Problem
Translate this sentence from the woodland management text into Spanish: "A good inventory is an essential tool for planning and is well worth preparing properly."

Document segment
>> Begin
Remember, while you will know exactly what you own, you need to be able to prove ownership to a third party -- eg, an auditor -- or ensure there is no doubt in the event of a new manager suddenly having to take over.

Next, any external factors that influence management must be described. Examples here include archeological monuments, fisheries considerations, or if the woodland is situated in or near a NHA or SAC, or an area designated as of high landscape importance.

By the time the woodland is ready for first thinning, or at the very least shortly afterwards, an inventory should be prepared, preferably by a professional forester as it includes a quantity of technical information such as species, top height, yield class, stocking density, mean tree volume and total volume set out on a compartment or sub-compartment basis.

TOOL

The inventory must be accompanied by maps clearly showing each compartment. A good inventory is an essential tool for planning and is well worth preparing properly.

There should be a written plan for a period of at least the next five years, setting out the objectives and silvicultural systems to be employed, with an annual chart itemising the operations on a compartment basis.

This can be accompanied by a chart showing the records of works done, with date and the location; and sales records, again with dates, volumes and prices achieved.

However, as this last is commercially sensitive and confidential, the owner may wish to keep it in a separate file.

It is also advisable to have a written operational plan describing the thinning system to be employed, thinning control methods used, how scrub is to be controlled, and maps marking extraction routes, stacking areas and forest roads.

The operational plan will also describe the measures to be taken over time to restructure the forest with regard to varying the age profile and introducing species diversity where appropriate.

Finally, the plan should include a section on hazard identification and risk assessment. This must never be overlooked as the consequences can be very serious.
>> End
Data listing
>> Begin
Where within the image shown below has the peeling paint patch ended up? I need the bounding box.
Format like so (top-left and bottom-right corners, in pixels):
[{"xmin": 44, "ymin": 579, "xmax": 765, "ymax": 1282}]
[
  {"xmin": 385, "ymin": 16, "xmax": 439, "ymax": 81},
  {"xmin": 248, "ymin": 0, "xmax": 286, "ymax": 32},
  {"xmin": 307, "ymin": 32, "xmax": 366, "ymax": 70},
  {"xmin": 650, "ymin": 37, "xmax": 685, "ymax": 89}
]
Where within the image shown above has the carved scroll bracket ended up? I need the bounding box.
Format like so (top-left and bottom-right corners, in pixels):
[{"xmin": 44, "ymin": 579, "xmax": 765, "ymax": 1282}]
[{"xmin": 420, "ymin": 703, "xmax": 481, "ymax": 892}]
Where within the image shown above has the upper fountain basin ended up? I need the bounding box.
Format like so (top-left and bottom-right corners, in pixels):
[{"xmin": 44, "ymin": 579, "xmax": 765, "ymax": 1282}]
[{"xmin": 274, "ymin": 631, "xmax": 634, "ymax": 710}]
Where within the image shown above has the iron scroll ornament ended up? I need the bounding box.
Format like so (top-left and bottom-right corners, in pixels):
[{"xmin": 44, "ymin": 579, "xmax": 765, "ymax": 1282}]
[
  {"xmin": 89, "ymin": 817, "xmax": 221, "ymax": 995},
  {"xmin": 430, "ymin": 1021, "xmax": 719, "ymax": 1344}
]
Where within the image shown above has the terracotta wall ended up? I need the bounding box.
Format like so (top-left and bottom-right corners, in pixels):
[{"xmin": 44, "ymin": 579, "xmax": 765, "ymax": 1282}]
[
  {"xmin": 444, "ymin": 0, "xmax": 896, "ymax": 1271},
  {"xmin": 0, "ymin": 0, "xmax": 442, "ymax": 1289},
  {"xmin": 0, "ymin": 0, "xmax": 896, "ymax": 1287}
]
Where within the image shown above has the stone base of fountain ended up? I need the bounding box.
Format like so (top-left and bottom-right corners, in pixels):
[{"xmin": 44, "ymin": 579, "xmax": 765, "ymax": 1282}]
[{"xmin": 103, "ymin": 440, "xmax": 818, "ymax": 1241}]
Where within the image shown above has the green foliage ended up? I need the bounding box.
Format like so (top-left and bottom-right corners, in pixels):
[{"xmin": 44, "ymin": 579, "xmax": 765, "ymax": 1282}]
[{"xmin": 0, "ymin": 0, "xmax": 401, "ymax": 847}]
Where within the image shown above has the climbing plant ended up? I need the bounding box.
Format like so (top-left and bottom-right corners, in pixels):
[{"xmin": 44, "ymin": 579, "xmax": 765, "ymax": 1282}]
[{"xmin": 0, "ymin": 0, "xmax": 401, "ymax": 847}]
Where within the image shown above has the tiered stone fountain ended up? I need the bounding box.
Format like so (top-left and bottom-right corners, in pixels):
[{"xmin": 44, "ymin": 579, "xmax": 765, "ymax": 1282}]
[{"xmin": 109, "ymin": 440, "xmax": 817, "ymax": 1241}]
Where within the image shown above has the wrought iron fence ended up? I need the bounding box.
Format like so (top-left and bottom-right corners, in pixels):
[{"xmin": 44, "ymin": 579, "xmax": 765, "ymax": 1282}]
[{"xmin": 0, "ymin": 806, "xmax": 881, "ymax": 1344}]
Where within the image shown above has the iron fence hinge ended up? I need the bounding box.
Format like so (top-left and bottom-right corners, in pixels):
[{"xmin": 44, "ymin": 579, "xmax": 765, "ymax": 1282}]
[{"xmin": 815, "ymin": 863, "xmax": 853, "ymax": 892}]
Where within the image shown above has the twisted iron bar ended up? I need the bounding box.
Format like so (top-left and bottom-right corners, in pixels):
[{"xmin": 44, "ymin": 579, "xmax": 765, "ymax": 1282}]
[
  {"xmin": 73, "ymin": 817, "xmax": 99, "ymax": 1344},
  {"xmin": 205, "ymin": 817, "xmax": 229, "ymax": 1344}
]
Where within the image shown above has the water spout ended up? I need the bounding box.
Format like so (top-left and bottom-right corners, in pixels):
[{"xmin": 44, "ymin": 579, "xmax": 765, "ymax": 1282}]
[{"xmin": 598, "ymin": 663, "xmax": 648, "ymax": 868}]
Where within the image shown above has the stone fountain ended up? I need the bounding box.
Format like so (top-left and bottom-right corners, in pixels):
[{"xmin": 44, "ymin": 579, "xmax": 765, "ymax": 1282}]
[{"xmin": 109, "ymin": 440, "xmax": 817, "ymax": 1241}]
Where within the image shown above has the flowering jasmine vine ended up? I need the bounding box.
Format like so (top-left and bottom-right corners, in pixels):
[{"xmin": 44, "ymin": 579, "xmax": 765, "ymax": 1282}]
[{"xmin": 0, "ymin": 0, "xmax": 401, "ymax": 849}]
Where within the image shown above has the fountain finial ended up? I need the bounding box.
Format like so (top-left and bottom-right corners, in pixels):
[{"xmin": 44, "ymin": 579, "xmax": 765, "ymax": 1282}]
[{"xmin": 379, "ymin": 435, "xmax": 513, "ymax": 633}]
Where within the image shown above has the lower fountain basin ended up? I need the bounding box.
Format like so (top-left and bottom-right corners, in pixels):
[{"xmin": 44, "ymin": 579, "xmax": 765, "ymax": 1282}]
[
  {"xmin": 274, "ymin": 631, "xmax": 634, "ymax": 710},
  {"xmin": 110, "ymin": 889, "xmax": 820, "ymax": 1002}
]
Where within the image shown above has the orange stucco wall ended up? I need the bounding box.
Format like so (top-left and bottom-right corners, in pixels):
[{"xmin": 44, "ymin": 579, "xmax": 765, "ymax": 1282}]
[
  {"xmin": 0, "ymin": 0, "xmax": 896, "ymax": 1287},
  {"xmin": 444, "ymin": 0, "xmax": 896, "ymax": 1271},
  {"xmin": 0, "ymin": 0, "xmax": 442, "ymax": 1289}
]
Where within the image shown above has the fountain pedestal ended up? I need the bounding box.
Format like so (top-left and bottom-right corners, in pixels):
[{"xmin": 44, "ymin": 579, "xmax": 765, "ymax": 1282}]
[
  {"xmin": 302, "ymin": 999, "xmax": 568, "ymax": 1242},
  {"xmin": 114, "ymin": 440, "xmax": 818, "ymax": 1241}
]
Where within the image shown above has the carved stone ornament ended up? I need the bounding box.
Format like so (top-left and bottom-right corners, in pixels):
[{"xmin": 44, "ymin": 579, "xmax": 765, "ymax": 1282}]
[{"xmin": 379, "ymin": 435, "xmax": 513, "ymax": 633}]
>> End
Solution for this problem
Un buen inventario es una herramienta esencial para la planificación y vale la pena prepararlo adecuadamente.